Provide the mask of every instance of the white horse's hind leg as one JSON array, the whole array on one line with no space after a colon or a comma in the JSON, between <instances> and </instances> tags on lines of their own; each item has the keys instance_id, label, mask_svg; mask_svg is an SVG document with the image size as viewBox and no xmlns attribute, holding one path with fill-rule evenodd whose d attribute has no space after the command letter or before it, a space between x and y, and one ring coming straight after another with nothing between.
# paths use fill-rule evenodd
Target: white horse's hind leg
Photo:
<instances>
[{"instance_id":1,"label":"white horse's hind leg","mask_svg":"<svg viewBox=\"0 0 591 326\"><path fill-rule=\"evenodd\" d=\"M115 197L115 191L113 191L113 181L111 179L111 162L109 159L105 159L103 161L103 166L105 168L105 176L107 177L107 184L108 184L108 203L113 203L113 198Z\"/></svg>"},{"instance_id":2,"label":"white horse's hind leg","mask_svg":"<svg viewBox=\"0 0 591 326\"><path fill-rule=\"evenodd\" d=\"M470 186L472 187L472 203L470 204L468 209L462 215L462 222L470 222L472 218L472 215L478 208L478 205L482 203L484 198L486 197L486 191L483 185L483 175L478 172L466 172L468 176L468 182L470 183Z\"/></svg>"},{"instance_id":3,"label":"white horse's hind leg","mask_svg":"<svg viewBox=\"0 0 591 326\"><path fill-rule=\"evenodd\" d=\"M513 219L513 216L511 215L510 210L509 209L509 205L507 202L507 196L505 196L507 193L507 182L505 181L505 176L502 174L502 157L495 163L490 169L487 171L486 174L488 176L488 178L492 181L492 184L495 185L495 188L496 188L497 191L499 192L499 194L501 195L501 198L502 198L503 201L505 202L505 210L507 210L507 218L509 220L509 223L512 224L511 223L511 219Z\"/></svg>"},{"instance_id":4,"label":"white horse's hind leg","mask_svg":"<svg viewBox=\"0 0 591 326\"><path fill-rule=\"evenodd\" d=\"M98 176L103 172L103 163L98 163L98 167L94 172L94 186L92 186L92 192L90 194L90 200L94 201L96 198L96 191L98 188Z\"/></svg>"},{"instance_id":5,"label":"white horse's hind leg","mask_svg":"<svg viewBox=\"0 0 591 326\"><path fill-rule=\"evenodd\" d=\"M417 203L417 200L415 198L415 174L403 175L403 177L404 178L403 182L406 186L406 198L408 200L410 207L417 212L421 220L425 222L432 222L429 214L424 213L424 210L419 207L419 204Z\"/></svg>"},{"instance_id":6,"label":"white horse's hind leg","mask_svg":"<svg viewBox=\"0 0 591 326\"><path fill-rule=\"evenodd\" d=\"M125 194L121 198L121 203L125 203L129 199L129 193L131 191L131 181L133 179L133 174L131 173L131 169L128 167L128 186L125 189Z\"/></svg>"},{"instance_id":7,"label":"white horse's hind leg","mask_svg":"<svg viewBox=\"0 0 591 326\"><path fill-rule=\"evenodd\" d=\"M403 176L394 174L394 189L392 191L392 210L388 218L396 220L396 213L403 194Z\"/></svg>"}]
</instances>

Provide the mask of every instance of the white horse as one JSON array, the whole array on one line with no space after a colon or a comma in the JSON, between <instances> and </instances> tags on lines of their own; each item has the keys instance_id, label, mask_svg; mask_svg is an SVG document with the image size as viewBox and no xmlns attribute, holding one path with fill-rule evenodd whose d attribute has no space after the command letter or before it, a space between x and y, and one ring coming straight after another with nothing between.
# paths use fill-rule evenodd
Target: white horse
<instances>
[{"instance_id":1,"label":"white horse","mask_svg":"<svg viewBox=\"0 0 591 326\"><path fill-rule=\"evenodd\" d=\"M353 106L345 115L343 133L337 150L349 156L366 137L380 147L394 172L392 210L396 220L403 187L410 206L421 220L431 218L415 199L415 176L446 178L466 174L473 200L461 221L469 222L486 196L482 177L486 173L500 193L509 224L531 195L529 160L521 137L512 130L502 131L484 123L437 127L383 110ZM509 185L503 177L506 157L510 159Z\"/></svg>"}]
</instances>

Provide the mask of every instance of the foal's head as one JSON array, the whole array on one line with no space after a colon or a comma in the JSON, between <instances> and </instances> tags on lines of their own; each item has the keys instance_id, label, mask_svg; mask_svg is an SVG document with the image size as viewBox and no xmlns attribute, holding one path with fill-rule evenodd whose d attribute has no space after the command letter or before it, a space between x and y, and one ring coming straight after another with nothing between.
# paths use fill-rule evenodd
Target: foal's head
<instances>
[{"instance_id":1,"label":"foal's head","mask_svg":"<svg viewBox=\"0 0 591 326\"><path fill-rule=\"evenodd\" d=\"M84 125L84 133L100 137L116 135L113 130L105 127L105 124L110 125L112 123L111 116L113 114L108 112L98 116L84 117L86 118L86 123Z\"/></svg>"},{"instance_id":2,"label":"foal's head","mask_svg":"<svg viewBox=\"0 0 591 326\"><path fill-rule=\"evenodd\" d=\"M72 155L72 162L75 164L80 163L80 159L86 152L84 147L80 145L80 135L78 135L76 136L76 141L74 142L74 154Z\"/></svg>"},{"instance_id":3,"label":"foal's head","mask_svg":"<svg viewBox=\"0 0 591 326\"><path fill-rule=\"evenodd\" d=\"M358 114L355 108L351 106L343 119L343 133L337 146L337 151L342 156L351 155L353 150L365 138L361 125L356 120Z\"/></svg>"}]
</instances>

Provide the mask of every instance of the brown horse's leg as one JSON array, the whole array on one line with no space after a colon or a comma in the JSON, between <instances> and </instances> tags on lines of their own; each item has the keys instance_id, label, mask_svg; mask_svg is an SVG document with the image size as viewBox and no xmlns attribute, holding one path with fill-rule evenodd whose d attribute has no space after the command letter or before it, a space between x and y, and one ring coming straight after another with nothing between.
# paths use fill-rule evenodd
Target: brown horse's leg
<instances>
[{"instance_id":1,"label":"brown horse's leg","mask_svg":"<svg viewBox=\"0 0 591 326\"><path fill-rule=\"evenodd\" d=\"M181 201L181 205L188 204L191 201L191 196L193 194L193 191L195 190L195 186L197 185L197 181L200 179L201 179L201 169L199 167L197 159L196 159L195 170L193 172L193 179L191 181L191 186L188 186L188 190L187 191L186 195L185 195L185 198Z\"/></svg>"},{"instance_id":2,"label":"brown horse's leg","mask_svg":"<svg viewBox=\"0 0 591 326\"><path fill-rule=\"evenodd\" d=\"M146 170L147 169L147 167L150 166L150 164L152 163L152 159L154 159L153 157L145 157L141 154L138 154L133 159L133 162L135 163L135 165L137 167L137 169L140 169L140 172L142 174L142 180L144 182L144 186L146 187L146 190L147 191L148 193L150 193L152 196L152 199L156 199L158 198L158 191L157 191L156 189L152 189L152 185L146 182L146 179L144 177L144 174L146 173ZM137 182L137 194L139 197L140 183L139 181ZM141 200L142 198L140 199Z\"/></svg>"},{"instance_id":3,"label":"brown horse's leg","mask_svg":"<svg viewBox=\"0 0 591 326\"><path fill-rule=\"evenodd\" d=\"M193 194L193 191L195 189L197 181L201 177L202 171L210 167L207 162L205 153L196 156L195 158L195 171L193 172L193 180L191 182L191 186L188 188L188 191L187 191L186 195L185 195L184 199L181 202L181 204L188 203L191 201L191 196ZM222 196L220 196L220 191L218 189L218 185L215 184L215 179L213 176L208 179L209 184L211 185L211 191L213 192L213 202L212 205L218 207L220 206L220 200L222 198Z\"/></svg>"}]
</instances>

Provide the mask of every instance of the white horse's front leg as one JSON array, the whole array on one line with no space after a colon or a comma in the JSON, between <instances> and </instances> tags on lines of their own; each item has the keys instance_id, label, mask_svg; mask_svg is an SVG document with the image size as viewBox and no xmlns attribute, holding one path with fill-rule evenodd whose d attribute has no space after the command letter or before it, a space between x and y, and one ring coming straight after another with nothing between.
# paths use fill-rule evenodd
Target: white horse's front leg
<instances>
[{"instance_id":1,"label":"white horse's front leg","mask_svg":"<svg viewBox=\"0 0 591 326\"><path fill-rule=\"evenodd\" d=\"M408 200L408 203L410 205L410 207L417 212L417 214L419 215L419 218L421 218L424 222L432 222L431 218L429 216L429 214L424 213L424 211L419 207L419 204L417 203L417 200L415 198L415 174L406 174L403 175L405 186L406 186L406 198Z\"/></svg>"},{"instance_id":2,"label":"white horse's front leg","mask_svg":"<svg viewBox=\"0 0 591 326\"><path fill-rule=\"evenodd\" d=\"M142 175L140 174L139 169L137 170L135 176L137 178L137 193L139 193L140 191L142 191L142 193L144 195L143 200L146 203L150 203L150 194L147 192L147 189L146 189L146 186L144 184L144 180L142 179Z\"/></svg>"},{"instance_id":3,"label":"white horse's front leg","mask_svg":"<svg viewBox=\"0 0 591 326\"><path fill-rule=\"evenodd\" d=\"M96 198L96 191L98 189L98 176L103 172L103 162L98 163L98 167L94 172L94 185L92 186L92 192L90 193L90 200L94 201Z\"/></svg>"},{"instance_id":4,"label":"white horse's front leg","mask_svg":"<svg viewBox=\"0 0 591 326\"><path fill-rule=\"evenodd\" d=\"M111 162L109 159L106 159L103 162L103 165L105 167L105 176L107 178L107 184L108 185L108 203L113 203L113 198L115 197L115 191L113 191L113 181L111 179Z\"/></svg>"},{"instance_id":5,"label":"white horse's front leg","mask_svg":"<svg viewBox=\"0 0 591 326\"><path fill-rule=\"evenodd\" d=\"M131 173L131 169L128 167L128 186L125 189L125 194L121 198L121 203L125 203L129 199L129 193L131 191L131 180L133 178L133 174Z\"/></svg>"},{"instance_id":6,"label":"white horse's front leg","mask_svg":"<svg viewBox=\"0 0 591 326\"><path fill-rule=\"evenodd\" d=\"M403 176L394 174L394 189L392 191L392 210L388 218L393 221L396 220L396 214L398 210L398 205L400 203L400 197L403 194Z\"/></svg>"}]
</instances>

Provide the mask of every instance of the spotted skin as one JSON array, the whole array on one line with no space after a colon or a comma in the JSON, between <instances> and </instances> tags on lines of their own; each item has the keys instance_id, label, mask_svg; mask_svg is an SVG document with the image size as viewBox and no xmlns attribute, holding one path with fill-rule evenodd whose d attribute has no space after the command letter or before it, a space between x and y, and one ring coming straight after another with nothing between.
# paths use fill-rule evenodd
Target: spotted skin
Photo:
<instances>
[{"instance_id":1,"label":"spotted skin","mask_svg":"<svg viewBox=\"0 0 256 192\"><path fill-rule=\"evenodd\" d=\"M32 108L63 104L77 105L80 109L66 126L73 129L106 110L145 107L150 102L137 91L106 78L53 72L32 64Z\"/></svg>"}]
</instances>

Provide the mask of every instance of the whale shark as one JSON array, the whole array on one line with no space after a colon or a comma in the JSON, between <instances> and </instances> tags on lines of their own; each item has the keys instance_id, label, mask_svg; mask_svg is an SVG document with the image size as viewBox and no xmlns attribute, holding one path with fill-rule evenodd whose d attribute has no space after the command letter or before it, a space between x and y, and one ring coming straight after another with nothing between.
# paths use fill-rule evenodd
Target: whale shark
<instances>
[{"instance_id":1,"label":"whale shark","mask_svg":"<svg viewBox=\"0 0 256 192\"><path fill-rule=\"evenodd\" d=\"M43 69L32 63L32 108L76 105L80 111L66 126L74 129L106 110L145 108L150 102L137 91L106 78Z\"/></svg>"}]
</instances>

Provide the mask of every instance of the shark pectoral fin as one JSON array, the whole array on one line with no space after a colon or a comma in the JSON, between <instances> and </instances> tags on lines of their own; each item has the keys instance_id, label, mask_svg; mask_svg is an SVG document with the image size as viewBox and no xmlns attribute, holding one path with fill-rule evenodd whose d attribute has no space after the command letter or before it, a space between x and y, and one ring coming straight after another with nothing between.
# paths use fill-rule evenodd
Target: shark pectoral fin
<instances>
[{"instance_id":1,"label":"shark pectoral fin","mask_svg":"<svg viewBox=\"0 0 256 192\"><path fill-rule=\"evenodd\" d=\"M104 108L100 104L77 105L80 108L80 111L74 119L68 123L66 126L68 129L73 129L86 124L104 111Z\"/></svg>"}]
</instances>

┄┄┄┄┄┄

WORK REQUIRED:
Pick out each line in the rows above that contains the word "Target", and copy those lines out in full.

EXERCISE RESULT:
Target: white horse's hind leg
Target: white horse
Target: foal's head
Target: brown horse's leg
Target: white horse's front leg
Target: spotted skin
Target: whale shark
Target: shark pectoral fin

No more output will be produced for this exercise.